• What the task asks
In the entries below, find the string "grass" and return each line holding it.

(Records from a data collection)
★ ★ ★ ★ ★
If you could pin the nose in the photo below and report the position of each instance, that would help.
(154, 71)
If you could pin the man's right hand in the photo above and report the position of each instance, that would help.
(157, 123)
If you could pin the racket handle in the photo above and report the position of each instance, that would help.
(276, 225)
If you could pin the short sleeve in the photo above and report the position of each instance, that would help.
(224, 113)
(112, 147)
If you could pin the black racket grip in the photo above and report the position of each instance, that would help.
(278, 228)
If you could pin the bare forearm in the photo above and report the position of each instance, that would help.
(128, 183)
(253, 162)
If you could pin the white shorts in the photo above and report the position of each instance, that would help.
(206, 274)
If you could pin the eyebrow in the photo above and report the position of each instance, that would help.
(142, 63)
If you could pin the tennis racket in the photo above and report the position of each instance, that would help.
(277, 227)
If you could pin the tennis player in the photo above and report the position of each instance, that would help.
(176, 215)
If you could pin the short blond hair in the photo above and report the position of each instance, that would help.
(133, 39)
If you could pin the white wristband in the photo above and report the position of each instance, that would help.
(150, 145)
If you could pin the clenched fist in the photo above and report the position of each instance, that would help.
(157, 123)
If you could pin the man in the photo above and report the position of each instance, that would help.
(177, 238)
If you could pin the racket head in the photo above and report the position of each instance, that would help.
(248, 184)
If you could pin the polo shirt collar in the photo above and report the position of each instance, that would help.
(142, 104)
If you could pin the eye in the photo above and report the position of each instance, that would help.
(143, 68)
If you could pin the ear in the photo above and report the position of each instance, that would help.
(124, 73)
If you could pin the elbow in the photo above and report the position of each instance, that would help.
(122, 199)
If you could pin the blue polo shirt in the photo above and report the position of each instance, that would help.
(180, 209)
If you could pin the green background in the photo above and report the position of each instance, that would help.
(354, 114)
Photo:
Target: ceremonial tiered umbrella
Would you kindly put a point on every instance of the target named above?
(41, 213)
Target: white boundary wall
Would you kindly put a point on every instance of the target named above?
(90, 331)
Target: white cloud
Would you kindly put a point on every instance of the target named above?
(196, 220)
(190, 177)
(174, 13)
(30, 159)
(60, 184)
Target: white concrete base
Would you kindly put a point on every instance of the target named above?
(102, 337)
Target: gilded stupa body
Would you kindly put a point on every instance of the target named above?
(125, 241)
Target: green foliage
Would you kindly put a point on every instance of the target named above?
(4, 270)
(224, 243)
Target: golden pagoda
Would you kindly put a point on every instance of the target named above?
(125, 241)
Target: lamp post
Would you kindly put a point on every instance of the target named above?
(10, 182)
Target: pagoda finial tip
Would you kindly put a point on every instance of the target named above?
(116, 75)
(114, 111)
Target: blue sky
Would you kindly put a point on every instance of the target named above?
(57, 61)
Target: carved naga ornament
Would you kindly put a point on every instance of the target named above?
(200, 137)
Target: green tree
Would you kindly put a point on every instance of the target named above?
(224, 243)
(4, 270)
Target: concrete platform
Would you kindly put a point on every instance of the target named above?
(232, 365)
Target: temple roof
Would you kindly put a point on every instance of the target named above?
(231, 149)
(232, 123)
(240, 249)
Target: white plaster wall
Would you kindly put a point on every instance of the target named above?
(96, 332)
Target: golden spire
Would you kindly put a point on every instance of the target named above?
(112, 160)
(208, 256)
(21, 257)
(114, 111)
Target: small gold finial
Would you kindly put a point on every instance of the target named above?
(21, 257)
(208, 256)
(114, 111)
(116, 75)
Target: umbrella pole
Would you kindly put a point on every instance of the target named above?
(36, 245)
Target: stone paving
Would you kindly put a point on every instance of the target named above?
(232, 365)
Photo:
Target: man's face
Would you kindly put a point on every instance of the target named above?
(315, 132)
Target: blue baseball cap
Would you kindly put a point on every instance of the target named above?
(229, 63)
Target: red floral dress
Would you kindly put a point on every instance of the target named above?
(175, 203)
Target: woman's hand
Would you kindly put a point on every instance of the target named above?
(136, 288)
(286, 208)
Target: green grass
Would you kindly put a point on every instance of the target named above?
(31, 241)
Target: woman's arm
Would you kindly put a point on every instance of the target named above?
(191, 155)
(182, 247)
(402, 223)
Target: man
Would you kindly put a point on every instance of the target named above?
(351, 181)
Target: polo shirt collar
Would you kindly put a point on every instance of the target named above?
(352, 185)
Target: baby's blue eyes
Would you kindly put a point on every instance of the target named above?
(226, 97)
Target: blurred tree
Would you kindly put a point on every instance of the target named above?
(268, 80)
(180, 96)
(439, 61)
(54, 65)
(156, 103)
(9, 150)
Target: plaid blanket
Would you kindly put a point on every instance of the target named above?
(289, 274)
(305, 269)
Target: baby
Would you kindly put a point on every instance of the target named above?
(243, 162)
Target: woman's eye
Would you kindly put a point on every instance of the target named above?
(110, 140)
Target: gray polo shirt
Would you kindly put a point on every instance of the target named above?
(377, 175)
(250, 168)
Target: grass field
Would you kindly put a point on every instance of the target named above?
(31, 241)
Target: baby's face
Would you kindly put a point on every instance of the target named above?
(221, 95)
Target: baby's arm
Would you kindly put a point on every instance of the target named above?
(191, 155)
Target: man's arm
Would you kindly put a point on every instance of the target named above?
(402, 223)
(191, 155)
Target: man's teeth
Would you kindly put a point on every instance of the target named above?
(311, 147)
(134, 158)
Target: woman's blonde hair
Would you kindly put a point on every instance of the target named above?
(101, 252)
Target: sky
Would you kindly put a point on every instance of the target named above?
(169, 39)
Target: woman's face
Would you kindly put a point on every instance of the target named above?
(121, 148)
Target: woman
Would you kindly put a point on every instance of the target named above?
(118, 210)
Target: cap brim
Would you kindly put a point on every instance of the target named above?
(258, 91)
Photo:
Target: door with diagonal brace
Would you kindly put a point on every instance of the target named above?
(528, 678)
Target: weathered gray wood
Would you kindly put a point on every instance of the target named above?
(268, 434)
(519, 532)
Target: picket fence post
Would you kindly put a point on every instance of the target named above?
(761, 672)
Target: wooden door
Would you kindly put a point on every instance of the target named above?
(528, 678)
★ ★ ★ ★ ★
• Task solution
Target: green grass
Target: grass field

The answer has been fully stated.